WHAT IS EXPECTED
Edit the stretch of the wide-angle lens review from "Wide angle lenses" through "not an issue." so that "warping" stands in place of "distortion" each time it appears.

EXTRACTED TEXT

----

Wide angle lenses can be a challenge though because by shooting so wide it is very challenging to create an image that is interesting. I have seen many wide-angle pictures that blew me away so maybe one day I will master the art of shooting with a lens such as this.
In any case, it is a great lens and its only flaw is the distortion that is present at 6.7mm. But remember, this is a 6.7mm lens! So distortion will be there. It is easily fixed in software and 75% of the images in this review had the distortion fixed with one click. It really only shows up and is noticeable when shooting up close with straight lines in the image. For me, not an issue.

----

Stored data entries
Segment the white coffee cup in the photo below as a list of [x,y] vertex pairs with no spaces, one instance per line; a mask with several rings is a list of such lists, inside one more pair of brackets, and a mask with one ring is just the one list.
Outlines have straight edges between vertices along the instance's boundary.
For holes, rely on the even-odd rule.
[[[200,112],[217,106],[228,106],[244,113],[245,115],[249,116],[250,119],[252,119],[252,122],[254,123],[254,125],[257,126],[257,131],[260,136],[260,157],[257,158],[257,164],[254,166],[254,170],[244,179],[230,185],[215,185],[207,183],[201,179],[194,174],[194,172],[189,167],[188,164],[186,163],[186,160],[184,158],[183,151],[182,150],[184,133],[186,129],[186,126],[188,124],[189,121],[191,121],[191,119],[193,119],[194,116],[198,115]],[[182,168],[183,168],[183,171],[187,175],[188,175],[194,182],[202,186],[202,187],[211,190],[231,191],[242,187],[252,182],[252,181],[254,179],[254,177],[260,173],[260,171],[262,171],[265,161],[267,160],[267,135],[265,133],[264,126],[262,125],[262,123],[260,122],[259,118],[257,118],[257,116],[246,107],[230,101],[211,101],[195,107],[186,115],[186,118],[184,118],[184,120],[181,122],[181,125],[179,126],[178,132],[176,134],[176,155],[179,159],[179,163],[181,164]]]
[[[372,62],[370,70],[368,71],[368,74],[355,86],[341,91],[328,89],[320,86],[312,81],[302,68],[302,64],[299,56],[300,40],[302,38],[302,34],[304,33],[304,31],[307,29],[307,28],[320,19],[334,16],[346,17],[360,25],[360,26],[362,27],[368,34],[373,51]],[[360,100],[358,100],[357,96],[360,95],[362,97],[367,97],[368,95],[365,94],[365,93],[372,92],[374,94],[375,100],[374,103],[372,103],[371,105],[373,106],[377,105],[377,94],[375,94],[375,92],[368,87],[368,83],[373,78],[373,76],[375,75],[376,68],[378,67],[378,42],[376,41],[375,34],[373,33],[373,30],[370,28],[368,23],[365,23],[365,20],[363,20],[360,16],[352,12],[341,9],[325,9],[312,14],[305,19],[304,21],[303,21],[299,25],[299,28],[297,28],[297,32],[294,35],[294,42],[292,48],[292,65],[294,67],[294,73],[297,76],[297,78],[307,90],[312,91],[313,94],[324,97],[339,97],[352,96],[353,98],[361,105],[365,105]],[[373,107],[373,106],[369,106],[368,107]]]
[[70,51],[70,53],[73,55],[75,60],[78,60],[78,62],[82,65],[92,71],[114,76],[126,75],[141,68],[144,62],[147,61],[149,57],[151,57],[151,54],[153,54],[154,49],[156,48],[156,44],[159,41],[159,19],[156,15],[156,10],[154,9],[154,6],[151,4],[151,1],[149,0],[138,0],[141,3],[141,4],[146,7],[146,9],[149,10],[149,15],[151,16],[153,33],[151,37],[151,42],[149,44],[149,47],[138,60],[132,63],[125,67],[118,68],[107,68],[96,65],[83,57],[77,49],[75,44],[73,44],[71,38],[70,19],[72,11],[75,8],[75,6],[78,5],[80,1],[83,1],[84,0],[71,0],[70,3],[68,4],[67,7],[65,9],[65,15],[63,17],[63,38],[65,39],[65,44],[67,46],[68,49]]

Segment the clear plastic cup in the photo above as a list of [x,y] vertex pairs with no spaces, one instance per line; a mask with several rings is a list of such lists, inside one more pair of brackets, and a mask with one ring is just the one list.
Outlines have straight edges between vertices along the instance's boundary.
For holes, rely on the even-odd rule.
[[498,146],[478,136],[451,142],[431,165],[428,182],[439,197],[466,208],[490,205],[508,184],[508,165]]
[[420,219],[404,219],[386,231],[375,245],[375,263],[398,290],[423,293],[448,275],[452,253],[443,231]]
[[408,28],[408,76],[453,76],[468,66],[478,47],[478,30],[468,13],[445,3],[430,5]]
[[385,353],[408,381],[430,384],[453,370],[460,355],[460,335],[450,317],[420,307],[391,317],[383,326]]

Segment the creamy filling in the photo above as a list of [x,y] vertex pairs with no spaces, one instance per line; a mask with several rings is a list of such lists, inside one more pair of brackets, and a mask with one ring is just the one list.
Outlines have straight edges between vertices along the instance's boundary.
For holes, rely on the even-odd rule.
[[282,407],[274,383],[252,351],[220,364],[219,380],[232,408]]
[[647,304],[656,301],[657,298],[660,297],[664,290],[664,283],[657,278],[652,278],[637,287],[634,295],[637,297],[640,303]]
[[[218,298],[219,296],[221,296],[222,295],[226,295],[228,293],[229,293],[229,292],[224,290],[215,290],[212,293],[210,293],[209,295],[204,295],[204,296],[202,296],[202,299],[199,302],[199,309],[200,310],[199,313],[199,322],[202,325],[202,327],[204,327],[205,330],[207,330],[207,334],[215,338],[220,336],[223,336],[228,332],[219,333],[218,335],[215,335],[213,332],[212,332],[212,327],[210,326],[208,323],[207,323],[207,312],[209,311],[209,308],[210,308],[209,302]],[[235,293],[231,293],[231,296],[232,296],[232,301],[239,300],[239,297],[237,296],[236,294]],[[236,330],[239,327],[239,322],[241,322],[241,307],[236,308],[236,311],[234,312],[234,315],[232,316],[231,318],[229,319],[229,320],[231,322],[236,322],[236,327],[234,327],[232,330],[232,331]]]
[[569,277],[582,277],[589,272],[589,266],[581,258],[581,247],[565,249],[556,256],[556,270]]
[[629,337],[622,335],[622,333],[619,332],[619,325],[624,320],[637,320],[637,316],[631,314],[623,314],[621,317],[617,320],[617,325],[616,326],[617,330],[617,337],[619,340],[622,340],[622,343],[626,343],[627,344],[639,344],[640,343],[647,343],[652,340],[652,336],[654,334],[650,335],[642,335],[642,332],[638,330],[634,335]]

----

EXERCISE RESULT
Wide angle lenses can be a challenge though because by shooting so wide it is very challenging to create an image that is interesting. I have seen many wide-angle pictures that blew me away so maybe one day I will master the art of shooting with a lens such as this.
In any case, it is a great lens and its only flaw is the warping that is present at 6.7mm. But remember, this is a 6.7mm lens! So warping will be there. It is easily fixed in software and 75% of the images in this review had the warping fixed with one click. It really only shows up and is noticeable when shooting up close with straight lines in the image. For me, not an issue.